* [WHAT YOU HAVE TO DO]: Copy the data that follows, character for character, minus the pictures.

* [Object location annotation data]:
§

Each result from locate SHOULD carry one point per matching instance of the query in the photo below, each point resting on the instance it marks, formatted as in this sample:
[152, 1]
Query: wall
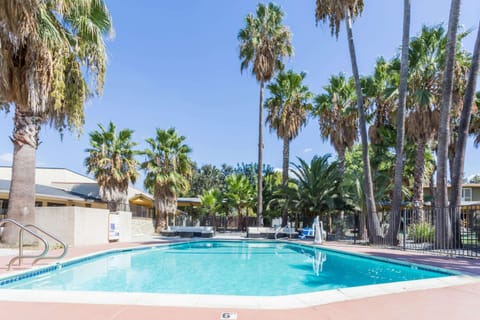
[125, 220]
[79, 226]
[142, 228]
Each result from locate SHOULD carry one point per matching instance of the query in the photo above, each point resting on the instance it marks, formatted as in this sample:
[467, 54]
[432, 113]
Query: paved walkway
[454, 302]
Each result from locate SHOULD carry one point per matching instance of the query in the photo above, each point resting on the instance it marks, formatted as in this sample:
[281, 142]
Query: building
[56, 187]
[470, 195]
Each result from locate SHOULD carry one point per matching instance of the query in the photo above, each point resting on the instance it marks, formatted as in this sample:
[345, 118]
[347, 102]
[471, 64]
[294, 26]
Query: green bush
[421, 232]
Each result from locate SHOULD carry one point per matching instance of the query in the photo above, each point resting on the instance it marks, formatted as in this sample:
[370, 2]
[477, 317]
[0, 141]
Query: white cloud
[6, 158]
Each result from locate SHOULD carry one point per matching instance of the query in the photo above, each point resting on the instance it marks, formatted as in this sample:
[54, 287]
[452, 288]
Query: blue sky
[175, 64]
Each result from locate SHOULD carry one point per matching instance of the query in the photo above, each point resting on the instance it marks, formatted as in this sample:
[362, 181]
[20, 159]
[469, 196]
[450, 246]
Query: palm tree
[474, 129]
[338, 116]
[469, 101]
[47, 50]
[211, 203]
[239, 194]
[264, 42]
[394, 225]
[287, 113]
[425, 62]
[318, 186]
[334, 12]
[443, 230]
[168, 170]
[112, 160]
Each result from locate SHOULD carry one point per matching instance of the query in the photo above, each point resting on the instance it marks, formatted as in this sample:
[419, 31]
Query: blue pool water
[222, 267]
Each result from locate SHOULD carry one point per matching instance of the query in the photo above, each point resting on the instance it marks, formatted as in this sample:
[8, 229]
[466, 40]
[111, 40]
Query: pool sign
[228, 315]
[113, 229]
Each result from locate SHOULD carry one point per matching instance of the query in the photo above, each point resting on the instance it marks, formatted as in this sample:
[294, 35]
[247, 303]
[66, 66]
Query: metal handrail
[20, 243]
[64, 245]
[277, 231]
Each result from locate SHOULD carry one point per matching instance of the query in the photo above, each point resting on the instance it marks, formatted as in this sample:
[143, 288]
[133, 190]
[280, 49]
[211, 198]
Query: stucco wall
[125, 220]
[79, 226]
[142, 228]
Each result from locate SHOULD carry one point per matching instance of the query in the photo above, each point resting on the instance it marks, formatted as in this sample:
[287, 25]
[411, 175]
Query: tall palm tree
[474, 129]
[338, 116]
[47, 48]
[168, 170]
[264, 42]
[318, 186]
[394, 225]
[112, 160]
[426, 55]
[239, 194]
[287, 113]
[211, 203]
[458, 165]
[335, 12]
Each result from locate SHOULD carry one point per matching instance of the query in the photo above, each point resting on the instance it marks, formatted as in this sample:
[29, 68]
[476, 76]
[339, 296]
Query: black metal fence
[453, 232]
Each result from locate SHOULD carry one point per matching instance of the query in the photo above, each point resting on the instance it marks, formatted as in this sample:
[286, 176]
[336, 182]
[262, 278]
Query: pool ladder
[32, 230]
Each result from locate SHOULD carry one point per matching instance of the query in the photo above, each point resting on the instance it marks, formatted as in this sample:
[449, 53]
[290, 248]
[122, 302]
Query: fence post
[404, 231]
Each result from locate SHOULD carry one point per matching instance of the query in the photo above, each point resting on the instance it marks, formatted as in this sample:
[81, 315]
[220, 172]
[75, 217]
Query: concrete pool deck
[453, 299]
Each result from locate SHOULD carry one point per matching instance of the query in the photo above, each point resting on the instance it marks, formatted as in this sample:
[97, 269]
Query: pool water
[225, 268]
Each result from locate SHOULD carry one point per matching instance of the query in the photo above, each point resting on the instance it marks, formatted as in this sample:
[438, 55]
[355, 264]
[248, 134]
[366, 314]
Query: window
[466, 194]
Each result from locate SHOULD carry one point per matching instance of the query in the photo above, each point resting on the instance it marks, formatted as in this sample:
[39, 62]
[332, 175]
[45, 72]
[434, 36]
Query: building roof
[51, 192]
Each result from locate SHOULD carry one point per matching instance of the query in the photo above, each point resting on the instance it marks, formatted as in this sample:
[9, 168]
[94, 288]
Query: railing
[20, 243]
[453, 232]
[63, 244]
[43, 254]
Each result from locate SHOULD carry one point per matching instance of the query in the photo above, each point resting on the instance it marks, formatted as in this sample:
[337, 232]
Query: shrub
[421, 232]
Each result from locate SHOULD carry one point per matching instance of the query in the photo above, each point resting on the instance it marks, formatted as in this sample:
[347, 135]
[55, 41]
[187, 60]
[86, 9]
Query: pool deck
[455, 300]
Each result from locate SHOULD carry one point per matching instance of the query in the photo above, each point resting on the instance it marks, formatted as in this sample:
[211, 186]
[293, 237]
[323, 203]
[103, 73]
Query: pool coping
[227, 301]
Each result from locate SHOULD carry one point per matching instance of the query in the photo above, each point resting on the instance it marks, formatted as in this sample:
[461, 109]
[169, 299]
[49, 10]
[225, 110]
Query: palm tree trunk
[341, 168]
[21, 204]
[398, 179]
[341, 160]
[260, 160]
[418, 179]
[286, 156]
[161, 222]
[443, 232]
[375, 235]
[458, 163]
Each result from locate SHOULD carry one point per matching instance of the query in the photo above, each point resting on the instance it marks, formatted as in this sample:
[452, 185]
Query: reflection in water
[317, 261]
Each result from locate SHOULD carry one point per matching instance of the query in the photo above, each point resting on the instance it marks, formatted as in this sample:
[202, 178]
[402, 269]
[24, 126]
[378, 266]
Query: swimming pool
[238, 268]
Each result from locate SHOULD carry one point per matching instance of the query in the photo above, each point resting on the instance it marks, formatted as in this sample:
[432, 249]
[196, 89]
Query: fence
[454, 232]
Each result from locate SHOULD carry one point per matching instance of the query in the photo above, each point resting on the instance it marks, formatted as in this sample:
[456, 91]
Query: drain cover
[228, 315]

§

* [WRITTEN RESPONSE]:
Each result from locate SHOULD carry one point per matching instance of the query in the photo below, each point resting on the instance it marks, formatted as in this sample:
[152, 1]
Query: wall
[125, 220]
[79, 226]
[142, 228]
Each result from locate SHOULD carry one point per matching instance of the query in the photo above, each point resting on the instance it marks, formatted as in this sample:
[467, 54]
[432, 113]
Query: paved walkway
[454, 302]
Each result from locate SHOULD carry one point per matching instance of the query in the photo above, each point resting on the instance it marks, formatted as in this sample:
[281, 142]
Query: building
[56, 187]
[470, 195]
Each result from locate SHOULD carry one point per matching instance of the query in the photo above, each point resting on the instance it marks, formatted as in this sample:
[345, 118]
[347, 102]
[471, 64]
[294, 26]
Query: green bush
[421, 232]
Each result from locate SHOULD carry one point per matching instance of the query in the photo above, each point resting on the instance it marks, formatted as in this sample:
[370, 2]
[477, 317]
[0, 141]
Query: white cloud
[6, 158]
Each result from locate SHOULD carry one point per matching instance of the query in the photo above, each point resting on the instance it marks, formatted as in this sample:
[54, 287]
[452, 288]
Query: blue sky
[175, 64]
Each result from locate SHOULD carry one point per matching instance of the query in the photo above, each point resting on the instance it marks, formatted as in this sample:
[362, 181]
[20, 159]
[469, 196]
[450, 246]
Query: palm tree
[474, 129]
[338, 116]
[469, 101]
[47, 50]
[211, 203]
[239, 194]
[264, 42]
[394, 225]
[287, 113]
[425, 62]
[318, 186]
[334, 12]
[443, 230]
[168, 170]
[112, 160]
Each result from locate SHOULD carry one point per matching instance of the query in the photo above, each point resting on the instance it marks, formatted as in this sample:
[419, 31]
Query: blue pool water
[222, 267]
Each result from locate SHOULD carry one point per matching instance of the query in the photo above, each point resting on the instance it marks, formatted as in this sample:
[8, 229]
[466, 40]
[111, 40]
Query: pool sign
[228, 315]
[113, 229]
Each result from locate SHOULD carry one point per matching instance of the query in the photo above, each point resting on the instance it marks, formatted as in this sample:
[294, 35]
[247, 303]
[66, 66]
Query: metal handrail
[20, 243]
[64, 245]
[277, 231]
Each result from locate SHOULD carry one point per matching instance of the query in the photo above, each point resting on the instance it marks, formatted as in this sample:
[143, 288]
[133, 190]
[280, 49]
[211, 198]
Query: stucco wall
[125, 220]
[79, 226]
[142, 228]
Each result from locate SHOULD carry one point per matching instance of the query in the photo above, each point resting on the instance it marks, formatted as in this sample:
[287, 25]
[411, 175]
Query: tall palm tree
[474, 129]
[338, 116]
[47, 48]
[168, 170]
[264, 42]
[318, 186]
[394, 225]
[112, 160]
[426, 55]
[239, 194]
[287, 113]
[211, 203]
[458, 165]
[335, 12]
Each result from locate SHOULD carry one point per matching instance of the query in the photo above, each point resting on the instance it marks, formatted as in this sample:
[29, 68]
[476, 76]
[339, 296]
Query: black metal fence
[453, 232]
Each result from locate SHOULD carry one point per matching instance of the query in the photo above, each point resting on the instance it marks, formatted as in this sample:
[286, 176]
[336, 182]
[262, 278]
Query: pool ladder
[32, 230]
Each result from locate SHOULD carry one point per matching instance of the query in the photo above, each point resting on the instance it marks, formatted as in this sample:
[449, 53]
[290, 248]
[122, 302]
Query: fence post
[404, 231]
Each result from locate SHOULD carry one point per matching instance of the query in the photo above, each point resting on the instance it marks, formatted as in this sample:
[81, 315]
[220, 172]
[75, 217]
Query: concrete pool deck
[453, 299]
Each result from locate SHOULD carry one point per matching instance of the query in the photo above, each point resting on the instance it marks, formatted as in this sample:
[97, 269]
Query: pool water
[225, 268]
Each result from locate SHOULD carry one point per matching instance of the query in the photo above, each point resting on the instance it marks, formatted as in this sample:
[438, 55]
[355, 264]
[248, 134]
[366, 314]
Query: window
[466, 194]
Each result from locate SHOULD carry one point per matching instance of the query in the photo above, each point resting on the instance it marks, formatted as in this sample:
[39, 62]
[332, 175]
[45, 72]
[434, 36]
Query: building roof
[51, 192]
Each result from locate SHOULD carry one point per matching instance of the query in the photo above, each point resting on the instance it marks, formatted as in this sample:
[9, 168]
[94, 288]
Query: railing
[20, 243]
[453, 232]
[63, 244]
[43, 254]
Each result from locate SHOULD carry one point per matching instance of the query in the photo above, each point resting on the instance it marks, formatted as in this sample:
[337, 232]
Query: shrub
[421, 232]
Each result from locate SHOULD carry one point per matching instance of the query in the photo above, each point resting on the instance it marks, formatted as in this sample:
[347, 135]
[55, 41]
[187, 60]
[86, 9]
Query: pool deck
[455, 300]
Each result from locate SHOULD carry one point per matching instance of the query in the photo above, each point resting on the instance it marks, formatted as in this sample:
[211, 186]
[293, 237]
[323, 203]
[103, 73]
Query: pool coping
[227, 301]
Each result from locate SHOULD carry one point per matching instance of the query in the photo above, each point resting on the instance it marks, formatted as in this sample:
[461, 109]
[169, 299]
[49, 10]
[225, 110]
Query: palm tree trunk
[341, 168]
[21, 204]
[398, 179]
[341, 160]
[260, 160]
[418, 179]
[286, 156]
[161, 222]
[443, 232]
[375, 235]
[458, 163]
Each result from locate SHOULD carry one point per matching instance of the query in the photo above, each point resting on the instance it marks, formatted as in this sample:
[452, 185]
Query: reflection in water
[317, 261]
Each result from locate SHOULD carry one point per matching instance of the query in the photo above, each point resting on the instance it marks, formatted as in this sample:
[202, 178]
[402, 269]
[24, 126]
[378, 266]
Query: swimming pool
[238, 268]
Each result from locate SHOULD carry one point per matching instance of the query in the photo above, each point resting on the instance it marks, formatted as in this sample:
[432, 249]
[196, 89]
Query: fence
[454, 232]
Each result from locate SHOULD carry one point per matching instance of the query in the photo above, each point resting on the instance it marks, formatted as in this sample:
[456, 91]
Query: drain cover
[228, 315]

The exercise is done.